• _Texte à lire_:
____________

Le lieu du combat est propice. Marseille est alors une des villes ou la propagande socialiste a rencontré le plus d’écho ; parmi les 26 membres du Comité exécutif de la Commission d’organisation du Congrès, 5 ont signé le Programme et adresse des socialistes révolutionnaires français, l'un d'eux, l’ouvrier bijoutier Jean Lombard, qui, comme secrétaire de la Commission d’organisation, joue un rôle de premier plan au Congrès, est en relation suivie avec Guesde et Malon. D’autre part, le quart sud-est de la France, qui a donné au Programme et adresse les deux tiers de ses signataires, fournit 75% des congressistes, dans leur ensemble gagnés au socialisme révolutionnaire. La minorité de Lyon est devenue majorité." (p.15)
"Guesde, cloué au lit par la maladie, comme il l’est si souvent, correspond journellement, pendant la durée du Congrès, avec ses deux porte-parole, Fournière et Lombard. Dès sa séance d’ouverture, le Congrès unanime se proclame « Congrès ouvrier socialiste de France ». Et le dernier jour, en dépit d’une forte opposition, il vote, aux cris de « Vive la Révolution ! », une déclaration, déposée par 60 délégués, affirmant que « l’appropriation collective de tous les instruments de travail et forces de production doit être poursuivie par tous les moyens possibles ». S’inspirant du modèle social-démocrate allemand, le Congrès esquisse l’organisation d’un parti ouvrier indépendant, « la Fédération du Parti des Travailleurs socialistes de France »; il divise la France en six régions autonomes : le Centre (Paris), le Nord (Lille), l’Est (Lyon), l’Ouest (Bordeaux), le Midi (Marseille) et l’Algérie (Alger) ; les congrès régionaux et nationaux élisent, pour veiller à l’exécution de leurs décisions qui sont souveraines, des comités régionaux et un comité national.

____________

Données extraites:
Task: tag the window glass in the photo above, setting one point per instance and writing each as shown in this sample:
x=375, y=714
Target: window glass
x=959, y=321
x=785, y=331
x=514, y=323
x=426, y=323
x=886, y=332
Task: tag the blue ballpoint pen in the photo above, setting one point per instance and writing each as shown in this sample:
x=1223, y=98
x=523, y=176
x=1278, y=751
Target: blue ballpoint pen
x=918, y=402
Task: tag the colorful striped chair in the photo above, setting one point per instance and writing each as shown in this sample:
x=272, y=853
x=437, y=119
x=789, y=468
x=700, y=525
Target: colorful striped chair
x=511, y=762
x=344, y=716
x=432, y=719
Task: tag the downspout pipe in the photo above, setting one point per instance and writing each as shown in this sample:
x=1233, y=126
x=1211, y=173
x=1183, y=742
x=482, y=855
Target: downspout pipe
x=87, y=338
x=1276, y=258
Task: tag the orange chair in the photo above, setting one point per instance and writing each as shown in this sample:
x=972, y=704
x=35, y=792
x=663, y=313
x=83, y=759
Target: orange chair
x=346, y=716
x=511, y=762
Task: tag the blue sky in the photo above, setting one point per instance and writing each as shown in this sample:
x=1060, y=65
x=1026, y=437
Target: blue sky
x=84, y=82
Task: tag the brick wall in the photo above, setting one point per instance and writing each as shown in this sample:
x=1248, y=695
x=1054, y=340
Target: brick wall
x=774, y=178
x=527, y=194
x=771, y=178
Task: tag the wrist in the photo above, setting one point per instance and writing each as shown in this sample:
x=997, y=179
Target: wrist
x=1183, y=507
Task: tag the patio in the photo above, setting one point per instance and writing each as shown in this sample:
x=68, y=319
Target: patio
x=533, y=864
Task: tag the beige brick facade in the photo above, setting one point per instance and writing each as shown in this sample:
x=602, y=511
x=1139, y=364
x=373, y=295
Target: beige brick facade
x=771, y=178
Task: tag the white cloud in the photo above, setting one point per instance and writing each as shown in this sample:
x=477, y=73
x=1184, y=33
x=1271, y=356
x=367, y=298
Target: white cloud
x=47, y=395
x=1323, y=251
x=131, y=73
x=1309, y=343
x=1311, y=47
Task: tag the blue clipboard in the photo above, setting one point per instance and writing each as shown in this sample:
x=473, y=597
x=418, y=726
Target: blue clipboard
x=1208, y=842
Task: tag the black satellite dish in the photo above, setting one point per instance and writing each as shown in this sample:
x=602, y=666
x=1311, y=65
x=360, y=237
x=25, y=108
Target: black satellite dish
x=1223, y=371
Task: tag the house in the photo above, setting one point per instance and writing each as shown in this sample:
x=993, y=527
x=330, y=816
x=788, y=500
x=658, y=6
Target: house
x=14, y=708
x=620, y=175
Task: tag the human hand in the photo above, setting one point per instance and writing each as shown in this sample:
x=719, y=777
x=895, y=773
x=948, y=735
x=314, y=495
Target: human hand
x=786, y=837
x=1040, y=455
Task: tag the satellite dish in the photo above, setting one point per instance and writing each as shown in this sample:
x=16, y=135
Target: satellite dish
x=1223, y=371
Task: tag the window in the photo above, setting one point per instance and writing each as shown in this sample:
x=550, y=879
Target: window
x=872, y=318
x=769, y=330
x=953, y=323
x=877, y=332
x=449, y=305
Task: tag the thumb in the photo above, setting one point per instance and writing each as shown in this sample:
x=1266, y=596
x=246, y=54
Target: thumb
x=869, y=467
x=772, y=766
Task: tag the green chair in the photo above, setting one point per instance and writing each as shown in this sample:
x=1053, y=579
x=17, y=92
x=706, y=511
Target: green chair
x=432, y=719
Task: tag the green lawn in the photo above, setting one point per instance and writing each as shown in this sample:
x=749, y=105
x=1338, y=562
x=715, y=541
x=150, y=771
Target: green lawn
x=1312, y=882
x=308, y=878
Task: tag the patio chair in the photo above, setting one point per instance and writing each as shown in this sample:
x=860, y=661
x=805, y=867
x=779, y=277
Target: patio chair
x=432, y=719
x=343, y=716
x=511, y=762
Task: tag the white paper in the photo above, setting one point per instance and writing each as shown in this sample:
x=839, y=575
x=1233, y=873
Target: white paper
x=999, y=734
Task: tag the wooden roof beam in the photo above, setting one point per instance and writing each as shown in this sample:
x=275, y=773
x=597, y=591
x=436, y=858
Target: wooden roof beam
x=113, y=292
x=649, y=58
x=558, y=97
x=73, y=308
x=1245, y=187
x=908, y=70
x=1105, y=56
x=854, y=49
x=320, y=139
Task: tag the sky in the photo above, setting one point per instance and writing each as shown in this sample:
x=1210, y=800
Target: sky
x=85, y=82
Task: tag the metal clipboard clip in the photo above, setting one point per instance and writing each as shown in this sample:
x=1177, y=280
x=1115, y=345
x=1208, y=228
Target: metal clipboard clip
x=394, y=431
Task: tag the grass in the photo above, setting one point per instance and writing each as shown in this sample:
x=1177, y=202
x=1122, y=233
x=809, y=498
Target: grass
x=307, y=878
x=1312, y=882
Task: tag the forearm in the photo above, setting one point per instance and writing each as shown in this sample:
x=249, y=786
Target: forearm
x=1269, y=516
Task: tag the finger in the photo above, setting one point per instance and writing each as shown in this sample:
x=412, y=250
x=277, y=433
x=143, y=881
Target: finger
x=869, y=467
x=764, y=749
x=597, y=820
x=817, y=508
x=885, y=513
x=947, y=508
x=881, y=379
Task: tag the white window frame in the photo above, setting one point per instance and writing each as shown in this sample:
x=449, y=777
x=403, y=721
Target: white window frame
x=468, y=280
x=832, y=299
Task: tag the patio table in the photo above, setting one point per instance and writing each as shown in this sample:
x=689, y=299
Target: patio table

____________

• _Travail demandé_:
• 1. Pour chaque affirmation, répondez par oui ou non selon le texte sur le Congrès de Marseille, en citant mot pour mot le passage qui tranche. (a) Guesde a assisté en personne aux séances du Congrès. (b) Le quart sud-est de la France fournit 75 % des congressistes. (c) Le Congrès divise la France en quatre régions.
• 2. D'après le texte sur le Congrès de Marseille, quel métier exerce Jean Lombard ?
• 3. Reprenez le texte sur le Congrès de Marseille après sa dernière phrase et écrivez la suite.

• _Vos réponses_:
• 1.
(a) Non : « Guesde, cloué au lit par la maladie, comme il l’est si souvent, correspond journellement, pendant la durée du Congrès, avec ses deux porte-parole, Fournière et Lombard. »
(b) Oui : « le quart sud-est de la France, qui a donné au Programme et adresse les deux tiers de ses signataires, fournit 75% des congressistes »
(c) Non : « il divise la France en six régions autonomes »

• 2. Il est ouvrier bijoutier.

• 3.
Ainsi, le Congrès de Marseille aiguille le mouvement ouvrier français sur une nouvelle voie, la voie collectiviste et révolutionnaire. Mais ce demeure encore une simple orientation.
D’abord l’étiquette collectiviste prête à équivoque. Pourquoi les guesdistes l’ont-ils préférée à celle de communiste, en usage dans la terminologie marxiste ? Deville, quelques années plus tard, invoque, à titre d’explication, la nécessité de « distinguer le communisme scientifique sorti de la savante critique de Marx, du vieux communisme utopique et sentimental français ». Mais cet argument apparaît peu logique : si le terme de collectiviste permet aux marxistes de se différencier du communisme utopique, il favorise des confusions plus redoutables avec l’école collectiviste de Colins et surtout avec le collectivisme libertaire." (p.16)
"Quelques aristocrates monarchistes, à l’appel du comte de Mun, créent des cercles catholiques d’ouvriers ; mais ils ne recrutent guère que la clientèle habituelle des œuvres religieuses, sans pouvoir attirer les masses ouvrières. En 1880, de Mun reconnaît l’échec de son mouvement. Les ouvriers sont, en effet, foncièrement républicains et démocrates." (p.17)
-Claude Willard, Les guesdistes. Le mouvement socialiste en France (1893-1905), Éditions sociales, 1965, 770 pages.